=== TEXT SHOWN ===
I’m a bit baffled by the status of Aileen Cannon’s Calvinball to keep both volumes of the Jack Smith report buried (I thought her three day stay was up, but I must be wrong). But I fully expect she’ll find some basis to bigfoot her way into DOJ’s inherent authority again by the end of the day.

But this week, the result of her bigfooting poses new Constitutional problems. She is interfering with Chuck Grassley and Dick Durbin’s constitutional duty to advise and consent to Donald Trump’s nominees.

It’s not just me saying it. In the letter to Merrick Garland signed by aspiring Deputy Attorney General Todd Blanche and PADAG designee Emil Bove (whom WaPo says will serve as Acting DAG until Blanche is confirmed), complaining about the report, they state explicitly that release of the report would “interfere with upcoming confirmation hearings” (and, apparently, reveal damning new details about DOGE [sic] head Elon Musk’s efforts to interfere in a criminal investigation).

Equally problematic and inappropriate are the draft’s baseless attacks on other anticipated members of President Trump’s incoming administration, which are an obvious effort to interfere with upcoming confirmation hearings, and Smith’s pathetically transparent tirade about good-faith efforts by X to protect civil liberties, which in a myriad other contexts you have claimed are paramount.
=== RECORDED INFORMATION ===
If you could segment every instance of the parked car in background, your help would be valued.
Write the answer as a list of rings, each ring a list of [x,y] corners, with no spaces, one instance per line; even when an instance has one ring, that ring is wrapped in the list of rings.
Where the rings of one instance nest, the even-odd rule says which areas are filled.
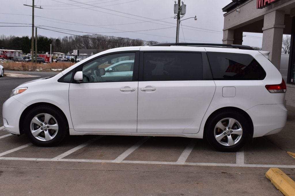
===
- [SHORT TASK]
Update the passage about the Jack Smith report from "But this week, the" up to and including "Donald Trump’s nominees.", changing "constitutional duty" to "constitutional obligation".

- [RIGHT ANSWER]
But this week, the result of her bigfooting poses new Constitutional problems. She is interfering with Chuck Grassley and Dick Durbin’s constitutional obligation to advise and consent to Donald Trump’s nominees.